Task instructions: Format every line of the material below as a numbered list, leaving out any blank lines.

○ ○ ○ ○ ○

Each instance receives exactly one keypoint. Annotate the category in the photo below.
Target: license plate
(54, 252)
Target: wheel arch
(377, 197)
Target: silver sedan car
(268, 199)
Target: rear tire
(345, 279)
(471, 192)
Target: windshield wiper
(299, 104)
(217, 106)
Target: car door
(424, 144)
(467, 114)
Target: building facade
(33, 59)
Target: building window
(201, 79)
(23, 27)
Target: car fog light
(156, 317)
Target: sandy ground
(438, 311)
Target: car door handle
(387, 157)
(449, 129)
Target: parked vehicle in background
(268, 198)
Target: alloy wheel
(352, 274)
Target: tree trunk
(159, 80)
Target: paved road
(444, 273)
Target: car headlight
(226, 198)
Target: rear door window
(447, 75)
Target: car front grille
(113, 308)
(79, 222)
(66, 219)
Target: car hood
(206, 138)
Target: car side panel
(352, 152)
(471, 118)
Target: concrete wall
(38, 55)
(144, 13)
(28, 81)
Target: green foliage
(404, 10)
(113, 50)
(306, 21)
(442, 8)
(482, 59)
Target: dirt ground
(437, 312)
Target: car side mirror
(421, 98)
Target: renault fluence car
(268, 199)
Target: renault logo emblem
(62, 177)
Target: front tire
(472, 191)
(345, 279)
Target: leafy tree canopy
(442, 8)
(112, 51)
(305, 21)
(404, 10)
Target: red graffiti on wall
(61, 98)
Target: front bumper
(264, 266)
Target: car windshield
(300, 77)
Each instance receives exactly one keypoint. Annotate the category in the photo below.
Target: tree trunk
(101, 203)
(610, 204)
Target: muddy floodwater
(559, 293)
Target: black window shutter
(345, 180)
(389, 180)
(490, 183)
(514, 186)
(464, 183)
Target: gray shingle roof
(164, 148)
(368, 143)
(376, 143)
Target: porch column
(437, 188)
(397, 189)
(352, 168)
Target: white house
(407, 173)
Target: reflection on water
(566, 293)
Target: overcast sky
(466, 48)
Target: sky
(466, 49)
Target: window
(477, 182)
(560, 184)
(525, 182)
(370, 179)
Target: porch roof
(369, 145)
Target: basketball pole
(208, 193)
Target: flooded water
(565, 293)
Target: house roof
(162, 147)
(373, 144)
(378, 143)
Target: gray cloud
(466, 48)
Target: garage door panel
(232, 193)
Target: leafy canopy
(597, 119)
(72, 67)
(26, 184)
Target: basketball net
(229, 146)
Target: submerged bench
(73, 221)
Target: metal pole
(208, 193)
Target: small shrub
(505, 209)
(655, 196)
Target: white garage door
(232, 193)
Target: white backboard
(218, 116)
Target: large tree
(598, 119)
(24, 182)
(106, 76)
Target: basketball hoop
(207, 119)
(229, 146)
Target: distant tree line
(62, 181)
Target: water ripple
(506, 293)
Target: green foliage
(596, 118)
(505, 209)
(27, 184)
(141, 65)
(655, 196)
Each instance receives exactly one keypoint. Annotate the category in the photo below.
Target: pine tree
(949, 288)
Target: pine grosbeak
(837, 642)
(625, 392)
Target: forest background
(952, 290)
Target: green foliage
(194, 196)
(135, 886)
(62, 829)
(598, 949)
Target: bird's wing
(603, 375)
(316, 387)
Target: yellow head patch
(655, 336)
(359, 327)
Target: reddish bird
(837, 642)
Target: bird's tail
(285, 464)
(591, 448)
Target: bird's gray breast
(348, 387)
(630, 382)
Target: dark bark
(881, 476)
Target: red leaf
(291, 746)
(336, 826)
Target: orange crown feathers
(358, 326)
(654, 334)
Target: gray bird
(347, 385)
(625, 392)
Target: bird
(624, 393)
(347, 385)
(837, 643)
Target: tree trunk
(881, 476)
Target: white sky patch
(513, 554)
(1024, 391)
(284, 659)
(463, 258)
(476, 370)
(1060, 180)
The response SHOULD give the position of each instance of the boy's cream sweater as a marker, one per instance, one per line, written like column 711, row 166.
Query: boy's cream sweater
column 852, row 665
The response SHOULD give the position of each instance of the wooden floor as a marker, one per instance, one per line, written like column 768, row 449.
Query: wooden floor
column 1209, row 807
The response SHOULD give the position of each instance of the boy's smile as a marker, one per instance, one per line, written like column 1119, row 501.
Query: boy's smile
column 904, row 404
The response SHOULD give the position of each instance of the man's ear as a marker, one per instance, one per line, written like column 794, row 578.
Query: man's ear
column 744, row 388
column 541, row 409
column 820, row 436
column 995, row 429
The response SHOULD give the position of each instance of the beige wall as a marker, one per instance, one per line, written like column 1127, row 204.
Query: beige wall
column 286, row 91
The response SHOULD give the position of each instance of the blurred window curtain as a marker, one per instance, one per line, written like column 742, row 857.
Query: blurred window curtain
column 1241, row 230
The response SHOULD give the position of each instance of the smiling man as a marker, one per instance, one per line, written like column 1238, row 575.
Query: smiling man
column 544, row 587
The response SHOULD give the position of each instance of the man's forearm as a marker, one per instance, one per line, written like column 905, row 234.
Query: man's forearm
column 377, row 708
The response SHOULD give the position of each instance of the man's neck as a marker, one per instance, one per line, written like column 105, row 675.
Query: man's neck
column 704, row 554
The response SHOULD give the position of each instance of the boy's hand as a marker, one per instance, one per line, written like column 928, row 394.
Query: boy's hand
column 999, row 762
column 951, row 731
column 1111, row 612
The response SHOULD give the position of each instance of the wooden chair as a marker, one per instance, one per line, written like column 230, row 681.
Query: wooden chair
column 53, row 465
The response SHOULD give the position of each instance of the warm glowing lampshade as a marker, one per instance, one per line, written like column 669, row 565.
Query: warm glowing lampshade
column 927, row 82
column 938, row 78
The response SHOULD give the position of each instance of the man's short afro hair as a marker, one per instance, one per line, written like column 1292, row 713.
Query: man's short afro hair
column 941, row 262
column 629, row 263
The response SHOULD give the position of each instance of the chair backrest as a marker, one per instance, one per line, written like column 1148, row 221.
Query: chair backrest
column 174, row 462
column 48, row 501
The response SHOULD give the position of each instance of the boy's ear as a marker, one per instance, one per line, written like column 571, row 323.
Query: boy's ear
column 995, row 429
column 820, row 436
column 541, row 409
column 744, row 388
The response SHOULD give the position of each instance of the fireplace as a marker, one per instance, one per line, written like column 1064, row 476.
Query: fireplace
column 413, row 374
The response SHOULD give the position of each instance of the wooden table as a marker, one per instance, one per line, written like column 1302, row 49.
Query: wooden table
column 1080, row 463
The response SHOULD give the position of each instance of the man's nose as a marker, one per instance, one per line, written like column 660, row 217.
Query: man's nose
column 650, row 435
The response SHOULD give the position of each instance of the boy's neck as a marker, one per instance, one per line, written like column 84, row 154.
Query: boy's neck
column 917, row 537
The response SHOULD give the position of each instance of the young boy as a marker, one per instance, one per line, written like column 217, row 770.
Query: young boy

○ ○ ○ ○ ○

Result of this task:
1. Each instance receives exactly one keypoint. Annotate the category in the photo below.
2. Target: license plate
3. (54, 252)
4. Target: wheel arch
5. (377, 197)
6. Target: silver sedan car
7. (268, 199)
8. Target: rear tire
9. (345, 279)
10. (471, 192)
11. Target: windshield wiper
12. (299, 104)
13. (217, 106)
14. Target: car door
15. (424, 144)
16. (467, 114)
17. Target: building facade
18. (33, 59)
19. Target: building window
20. (201, 79)
21. (23, 27)
22. Target: car fog light
23. (156, 317)
24. Target: sandy ground
25. (438, 311)
26. Target: car door handle
27. (387, 157)
28. (449, 129)
29. Target: parked vehicle in background
30. (268, 198)
31. Target: alloy wheel
32. (352, 274)
33. Target: tree trunk
34. (159, 80)
35. Target: paved road
36. (444, 273)
37. Target: car headlight
38. (226, 198)
39. Target: rear door window
40. (447, 75)
41. Target: car front grille
42. (113, 308)
43. (79, 222)
44. (66, 219)
45. Target: car hood
46. (206, 138)
47. Target: car side panel
48. (352, 152)
49. (471, 118)
50. Target: concrete wall
51. (38, 55)
52. (144, 13)
53. (28, 81)
54. Target: green foliage
55. (404, 10)
56. (113, 50)
57. (306, 21)
58. (442, 8)
59. (482, 59)
60. Target: dirt ground
61. (437, 312)
62. Target: car side mirror
63. (421, 98)
64. Target: renault fluence car
65. (268, 199)
66. Target: renault logo emblem
67. (62, 177)
68. Target: front tire
69. (472, 191)
70. (345, 279)
71. Target: leafy tree canopy
72. (442, 8)
73. (112, 51)
74. (305, 21)
75. (404, 10)
76. Target: red graffiti on wall
77. (61, 98)
78. Target: front bumper
79. (264, 266)
80. Target: car windshield
81. (300, 77)
82. Each instance receives exactly one keypoint. Annotate the category in the photo below.
83. Target: tree trunk
84. (101, 203)
85. (610, 204)
86. Target: muddy floodwater
87. (559, 293)
88. Target: black window shutter
89. (345, 180)
90. (389, 180)
91. (490, 183)
92. (514, 186)
93. (464, 183)
94. Target: gray shingle roof
95. (164, 148)
96. (368, 143)
97. (376, 143)
98. Target: porch column
99. (437, 188)
100. (397, 189)
101. (352, 168)
102. Target: white house
103. (407, 173)
104. Target: reflection on water
105. (566, 293)
106. Target: overcast sky
107. (466, 48)
108. Target: sky
109. (466, 49)
110. Target: window
111. (477, 182)
112. (560, 184)
113. (525, 182)
114. (370, 179)
115. Target: porch roof
116. (369, 145)
117. Target: basketball pole
118. (208, 193)
119. Target: flooded water
120. (565, 293)
121. Target: house roof
122. (162, 147)
123. (373, 144)
124. (378, 143)
125. Target: gray cloud
126. (466, 48)
127. Target: garage door panel
128. (232, 193)
129. Target: leafy canopy
130. (597, 119)
131. (72, 67)
132. (26, 184)
133. Target: basketball net
134. (229, 146)
135. Target: submerged bench
136. (73, 221)
137. Target: metal pole
138. (208, 193)
139. Target: small shrub
140. (505, 209)
141. (655, 196)
142. Target: white garage door
143. (232, 193)
144. Target: white backboard
145. (218, 116)
146. Target: large tree
147. (598, 119)
148. (24, 182)
149. (106, 76)
150. Target: basketball hoop
151. (207, 119)
152. (229, 146)
153. Target: distant tree line
154. (62, 181)
155. Target: water ripple
156. (506, 293)
157. Target: green foliage
158. (596, 118)
159. (505, 209)
160. (27, 184)
161. (141, 65)
162. (655, 196)
163. Each instance receives exactly one keypoint. Annotate the category in the photo below.
164. Target: pine tree
165. (949, 288)
166. Target: pine grosbeak
167. (837, 642)
168. (625, 392)
169. Target: forest background
170. (952, 290)
171. Target: green foliage
172. (194, 196)
173. (135, 886)
174. (62, 829)
175. (598, 949)
176. Target: bird's wing
177. (603, 375)
178. (316, 387)
179. Target: yellow head patch
180. (655, 336)
181. (359, 327)
182. Target: reddish bird
183. (837, 642)
184. Target: bird's tail
185. (285, 464)
186. (591, 448)
187. Target: bird's gray breast
188. (348, 387)
189. (630, 382)
190. Target: dark bark
191. (881, 476)
192. Target: red leaf
193. (291, 746)
194. (336, 826)
195. Target: orange crown feathers
196. (358, 326)
197. (654, 334)
198. Target: gray bird
199. (347, 385)
200. (625, 392)
201. Target: bird
202. (624, 393)
203. (347, 385)
204. (837, 643)
205. Target: tree trunk
206. (881, 476)
207. Target: white sky patch
208. (513, 554)
209. (1024, 391)
210. (284, 659)
211. (463, 258)
212. (476, 370)
213. (1060, 180)
214. The response SHOULD give the position of each instance of the boy's cream sweater as a marker, one per instance, one per line, written like column 711, row 166.
215. Query: boy's cream sweater
216. column 852, row 665
217. The response SHOULD give the position of each instance of the wooden floor as a marker, one per instance, one per line, written like column 768, row 449.
218. Query: wooden floor
219. column 1209, row 807
220. The response SHOULD give the position of each instance of the boy's smile as a marker, one per instance, one per line, written like column 1119, row 501.
221. Query: boy's smile
222. column 904, row 404
223. The response SHOULD give the position of each instance of the man's ear as a marker, one per instance, one per line, written like column 794, row 578.
224. Query: man's ear
225. column 744, row 388
226. column 541, row 409
227. column 820, row 436
228. column 995, row 429
229. The response SHOULD give the position of each instance of the beige wall as a marker, one per instance, one per line, written like column 1127, row 204.
230. Query: beige wall
231. column 286, row 91
232. The response SHOULD give the position of each instance of the blurred window curtain as a marker, one per instance, one per line, written like column 742, row 857.
233. Query: blurred window curtain
234. column 1241, row 230
235. The response SHOULD give the position of each instance of the smiling man as a marker, one per instance, one per line, written like column 1238, row 575.
236. Query: smiling man
237. column 544, row 587
238. The response SHOULD give the position of each instance of the man's forearm as a marker, one per instance, one per line, written like column 905, row 234.
239. Query: man's forearm
240. column 377, row 708
241. The response SHOULD give the position of each instance of the man's neck as a marker, one per instance, one per line, written like column 105, row 675.
242. Query: man's neck
243. column 704, row 554
244. The response SHOULD give the position of each instance of the boy's hand as a marker, one per instance, one per line, written like column 928, row 394.
245. Query: boy's hand
246. column 999, row 762
247. column 951, row 731
248. column 1111, row 612
249. The response SHOULD give the position of each instance of the wooden chair as a marker, one per instance, one per line, written like column 230, row 681.
250. Query: wooden chair
251. column 53, row 465
252. The response SHOULD give the position of each instance of the warm glowing lampshade as a marker, one per instance, one per line, written like column 669, row 565.
253. Query: warm glowing lampshade
254. column 927, row 82
255. column 938, row 78
256. The response SHOULD give the position of each instance of the man's short afro hair as a marker, one per instance, one per line, written like column 1292, row 713.
257. Query: man's short afro hair
258. column 941, row 262
259. column 629, row 263
260. The response SHOULD give the position of each instance of the chair backrest as a marker, one per instance, one per line, written like column 1148, row 221.
261. Query: chair backrest
262. column 174, row 462
263. column 48, row 501
264. The response SHOULD give the position of each instance of the boy's ear as a marker, one per instance, one per line, written like column 571, row 323.
265. Query: boy's ear
266. column 995, row 429
267. column 820, row 436
268. column 541, row 409
269. column 744, row 388
270. The response SHOULD give the position of each instance of the fireplace as a marker, one per instance, one per line, written like column 1064, row 476.
271. Query: fireplace
272. column 413, row 374
273. The response SHOULD give the position of each instance of the wooden table as a marker, one per instance, one per line, written like column 1302, row 49.
274. Query: wooden table
275. column 1080, row 463
276. The response SHOULD give the position of each instance of the man's nose as a marker, one per instance, one per line, written like column 660, row 217.
277. Query: man's nose
278. column 650, row 435
279. The response SHOULD give the position of each instance of the boy's neck as a marker, one per instance, one per line, written like column 84, row 154.
280. Query: boy's neck
281. column 917, row 537
282. The response SHOULD give the position of each instance of the young boy as a marker, one per instance, one per line, written like column 217, row 770.
283. Query: young boy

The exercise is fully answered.